# [TASK INSTRUCTIONS]
1. Answer from the vector field solution:
(a) What does the solution conclude about F?
(b) How is M written as a power of (1 + xy)?
(c) What does the last sentence say M and N have?
2. Write a continuation of the vector field solution that begins after its final sentence.

# [TEXT EXCERPT]
Answer
$\mathbf{F}$ is conservative
Work Step by Step
Given
$$\mathbf{F}(x, y)=\frac{1}{\sqrt{1+xy }}(y\mathbf{i}+x\mathbf{j}) =\frac{y}{\sqrt{ 1+xy}} \mathbf{i} +\frac{x}{\sqrt{1+xy}} \mathbf{j} $$
Since \begin{align}\mathbf{F}(x,y)&=M \mathbf{i}+N\mathbf{j}\\
&=f_{x}(x, y)\mathbf{i}+f_{y}(x, y)\mathbf{j}
\end{align}
we get
\begin{array}{l}
{M=f_{x}(x, y)=\frac{\partial f(x,y)}{\partial x}=\frac{y}{\sqrt{1+xy}}=y(1+xy)^{-\frac{1}{2}}} \\
{N=f_{y}(x, y)=\frac{\partial f(x,y)}{\partial y}=\frac{x}{\sqrt{1+xy}}=x(1+xy)^{-\frac{1}{2}}} \\ \end{array}
This implies that $M$ and $N$ have continuous first partial
derivatives.

# [DATA EXTRACT]
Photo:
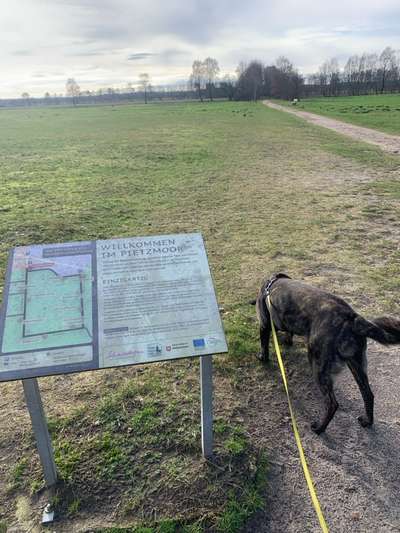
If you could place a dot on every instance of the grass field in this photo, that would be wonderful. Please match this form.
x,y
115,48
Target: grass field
x,y
380,112
269,193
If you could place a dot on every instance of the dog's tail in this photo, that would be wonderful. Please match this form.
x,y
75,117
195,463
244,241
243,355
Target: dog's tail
x,y
385,329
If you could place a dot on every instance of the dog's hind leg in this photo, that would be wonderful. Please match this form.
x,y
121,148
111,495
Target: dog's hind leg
x,y
322,374
361,378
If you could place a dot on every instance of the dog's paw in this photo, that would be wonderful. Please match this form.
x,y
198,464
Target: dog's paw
x,y
317,428
364,421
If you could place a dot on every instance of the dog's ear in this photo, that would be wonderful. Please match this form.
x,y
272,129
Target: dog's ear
x,y
282,275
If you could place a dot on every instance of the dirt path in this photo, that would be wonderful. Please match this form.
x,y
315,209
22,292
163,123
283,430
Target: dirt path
x,y
356,471
388,143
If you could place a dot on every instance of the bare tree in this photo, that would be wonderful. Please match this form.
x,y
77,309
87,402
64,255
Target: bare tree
x,y
250,82
388,65
211,71
72,89
197,77
144,83
228,85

# [OUTPUTS IN ORDER]
1.
(a) F is conservative.
(b) M = y(1 + xy)^(-1/2).
(c) Continuous first partial derivatives.

2.
Since
\begin{array}{l} {\begin{align} \frac{\partial M}{\partial y}&=(1+xy)^{-\frac{1}{2}}+y (-\frac{1}{2})x(1+xy)^{-\frac{3}{2}}\\
&=(1+xy)^{-\frac{1}{2}}+-\frac{1}{2}xy(1+xy)^{-\frac{3}{2}}\\
&=\frac{1}{2}(1+xy)^{-\frac{3}{2}}(2+2xy-xy)\\
&= (1+xy)^{-\frac{3}{2}}(2+ xy )
\end{align}}
\\ {\begin{aligned} \frac{\partial N}{\partial x}&=(1+xy)^{-\frac{1}{2}}+x (-\frac{1}{2})y(1+xy)^{-\frac{3}{2}}\\
&=\frac{1}{2}(1+xy)^{-\frac{3}{2}}(2+2xy-xy)\\
&= (1+xy)^{-\frac{3}{2}}(2+ xy )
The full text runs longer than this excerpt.